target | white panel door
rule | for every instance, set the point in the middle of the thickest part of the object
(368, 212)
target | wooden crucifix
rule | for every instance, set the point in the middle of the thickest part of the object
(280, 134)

--- AIM OF THE EXERCISE ---
Retype the material in full, character for character.

--- ANSWER BOX ---
target | white panel door
rule | for every instance, set the point in the middle of the thickest part of the object
(368, 212)
target | wooden crucifix
rule | for every instance, set the point in the middle of the thickest part of the object
(280, 134)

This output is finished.